Texte à lire:
■ ■ ■ ■

Force est pourtant de constater qu’en France nombre de prestations découplant travail et revenu existent déjà : bourses étudiantes, pensions de retraite, allocations sociales… Et depuis 2007 existe le RSA (revenu de solidarité active) qui a succédé au RMI (revenu minimum d’insertion). Cette prestation sociale d’un montant de 535 euros constitue de facto pour les plus pauvres un revenu de base. Seulement, son mode de distribution est complexe. Du coup, près des deux tiers des bénéficiaires potentiels du RSA activité (le RSA pour ceux qui travaillent à temps partiel) ne le demandent pas.
Dans un contexte mondial de surpopulation, en pleine mutation technologique et climatique détruisant à court terme des millions d’emplois, la vraie question est de savoir si, à moyen terme, il y aura du travail pour chacun. Dans la négative le travail perdrait son rôle social majeur au profit de notions telles que la participation, l’adhésion à un collectif (ex : en contrepartie d’un revenu d’existence et sans emploi, donner quelques heures de bénévolat quel que soit le domaine: aide à nos aînés en EHPAD ou à domicile, accompagnement scolaire, aide au déplacement, collecte et distribution d’aliments, de vêtements etc..).
Une contrepartie indirecte à la simplification que représente la mise en place d’un revenu d’existence (attribution automatique sans démarches, suppression des autres aides sociales) serait des coûts de gestion réduits pour l’Etat et les collectivités territoriales donc des économies budgétaires conséquentes pouvant être orientées vers le financement de ce revenu d’existence.
Quel montant ?
Le seuil serait à définir après plusieurs calculs. On pourrait par exemple le placer à 900 euros, ce qui correspond aujourd’hui au niveau de l’Allocation Adultes Handicapés ou encore de l’Allocation Solidarité aux personnes âgées. Le RSA, lui, est fixé à 500 euros, loin de cette somme indispensable pour s’en sortir dignement.

■ ■ ■ ■

Consignes:
[a] Dans le texte sur le revenu d'existence, quelle prestation le RSA a-t-il remplacée ?
[b] Recopiez fidèlement le passage du texte sur le revenu d'existence, de « Le seuil serait » à « s’en sortir dignement. ».

Entrées enregistrées:
■ ■ ■ ■

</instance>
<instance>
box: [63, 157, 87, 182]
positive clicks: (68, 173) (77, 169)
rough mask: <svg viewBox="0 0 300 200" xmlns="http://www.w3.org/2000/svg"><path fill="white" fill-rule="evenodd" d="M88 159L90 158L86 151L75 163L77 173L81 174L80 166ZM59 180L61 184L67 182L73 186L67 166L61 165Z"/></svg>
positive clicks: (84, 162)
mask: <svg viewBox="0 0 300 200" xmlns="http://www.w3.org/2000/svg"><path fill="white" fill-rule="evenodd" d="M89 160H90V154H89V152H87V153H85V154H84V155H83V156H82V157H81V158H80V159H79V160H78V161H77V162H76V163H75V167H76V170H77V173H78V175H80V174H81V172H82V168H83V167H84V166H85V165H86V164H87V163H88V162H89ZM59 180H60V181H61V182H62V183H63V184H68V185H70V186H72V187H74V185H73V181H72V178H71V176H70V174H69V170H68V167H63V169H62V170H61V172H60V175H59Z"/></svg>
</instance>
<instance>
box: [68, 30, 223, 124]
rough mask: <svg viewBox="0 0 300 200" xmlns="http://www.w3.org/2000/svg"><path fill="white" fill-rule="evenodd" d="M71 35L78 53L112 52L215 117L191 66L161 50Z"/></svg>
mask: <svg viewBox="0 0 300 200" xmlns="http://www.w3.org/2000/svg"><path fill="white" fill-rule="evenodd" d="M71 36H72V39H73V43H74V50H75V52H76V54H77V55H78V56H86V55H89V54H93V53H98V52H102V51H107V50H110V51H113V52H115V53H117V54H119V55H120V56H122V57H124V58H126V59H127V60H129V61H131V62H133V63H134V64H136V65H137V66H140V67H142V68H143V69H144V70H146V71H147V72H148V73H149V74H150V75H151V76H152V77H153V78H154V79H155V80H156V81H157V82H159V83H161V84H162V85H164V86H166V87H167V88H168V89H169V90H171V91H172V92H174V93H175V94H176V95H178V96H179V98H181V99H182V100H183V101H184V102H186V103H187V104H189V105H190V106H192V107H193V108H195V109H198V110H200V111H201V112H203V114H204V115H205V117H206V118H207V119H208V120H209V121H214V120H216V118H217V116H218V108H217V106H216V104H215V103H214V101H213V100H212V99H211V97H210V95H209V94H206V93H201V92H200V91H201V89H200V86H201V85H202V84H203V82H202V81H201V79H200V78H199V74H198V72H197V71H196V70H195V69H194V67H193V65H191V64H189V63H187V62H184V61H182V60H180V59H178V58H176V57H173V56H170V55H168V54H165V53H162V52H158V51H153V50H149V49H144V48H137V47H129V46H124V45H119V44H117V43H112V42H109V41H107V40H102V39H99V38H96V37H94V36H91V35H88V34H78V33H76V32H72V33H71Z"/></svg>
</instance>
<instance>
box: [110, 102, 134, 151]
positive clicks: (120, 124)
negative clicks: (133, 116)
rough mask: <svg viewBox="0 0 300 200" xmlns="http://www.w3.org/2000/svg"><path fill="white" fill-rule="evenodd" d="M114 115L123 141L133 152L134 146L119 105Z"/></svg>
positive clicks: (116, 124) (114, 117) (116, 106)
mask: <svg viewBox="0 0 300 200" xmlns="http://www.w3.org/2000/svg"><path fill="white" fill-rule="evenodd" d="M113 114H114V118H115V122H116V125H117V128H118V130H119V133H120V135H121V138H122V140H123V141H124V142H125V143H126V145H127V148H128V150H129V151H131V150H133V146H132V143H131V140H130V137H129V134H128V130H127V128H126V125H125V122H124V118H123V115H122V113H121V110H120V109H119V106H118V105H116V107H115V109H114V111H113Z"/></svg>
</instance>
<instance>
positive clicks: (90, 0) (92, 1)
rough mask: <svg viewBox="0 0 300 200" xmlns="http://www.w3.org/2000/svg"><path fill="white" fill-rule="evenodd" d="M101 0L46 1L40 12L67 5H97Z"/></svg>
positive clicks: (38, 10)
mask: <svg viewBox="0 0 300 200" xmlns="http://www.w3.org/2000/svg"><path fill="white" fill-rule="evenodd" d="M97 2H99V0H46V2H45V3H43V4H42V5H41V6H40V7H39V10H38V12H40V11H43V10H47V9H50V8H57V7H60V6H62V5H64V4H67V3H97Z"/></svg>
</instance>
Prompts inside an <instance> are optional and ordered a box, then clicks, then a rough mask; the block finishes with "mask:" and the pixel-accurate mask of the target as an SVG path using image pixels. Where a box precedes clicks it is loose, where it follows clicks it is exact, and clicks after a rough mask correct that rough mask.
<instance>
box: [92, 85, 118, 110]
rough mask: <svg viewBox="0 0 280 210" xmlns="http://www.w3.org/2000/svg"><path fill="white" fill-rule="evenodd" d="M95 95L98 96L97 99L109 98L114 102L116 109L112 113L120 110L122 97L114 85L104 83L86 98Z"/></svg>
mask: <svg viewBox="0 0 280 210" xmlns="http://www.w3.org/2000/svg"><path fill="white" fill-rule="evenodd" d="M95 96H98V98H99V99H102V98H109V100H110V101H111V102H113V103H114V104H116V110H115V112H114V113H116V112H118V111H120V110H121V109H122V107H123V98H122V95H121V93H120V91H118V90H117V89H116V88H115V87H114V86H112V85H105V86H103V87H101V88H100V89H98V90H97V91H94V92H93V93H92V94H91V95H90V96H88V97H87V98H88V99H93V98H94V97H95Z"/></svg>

■ ■ ■ ■

Corrigés:
[a] Le RMI (revenu minimum d'insertion).

[b]
Le seuil serait à définir après plusieurs calculs. On pourrait par exemple le placer à 900 euros, ce qui correspond aujourd’hui au niveau de l’Allocation Adultes Handicapés ou encore de l’Allocation Solidarité aux personnes âgées. Le RSA, lui, est fixé à 500 euros, loin de cette somme indispensable pour s’en sortir dignement.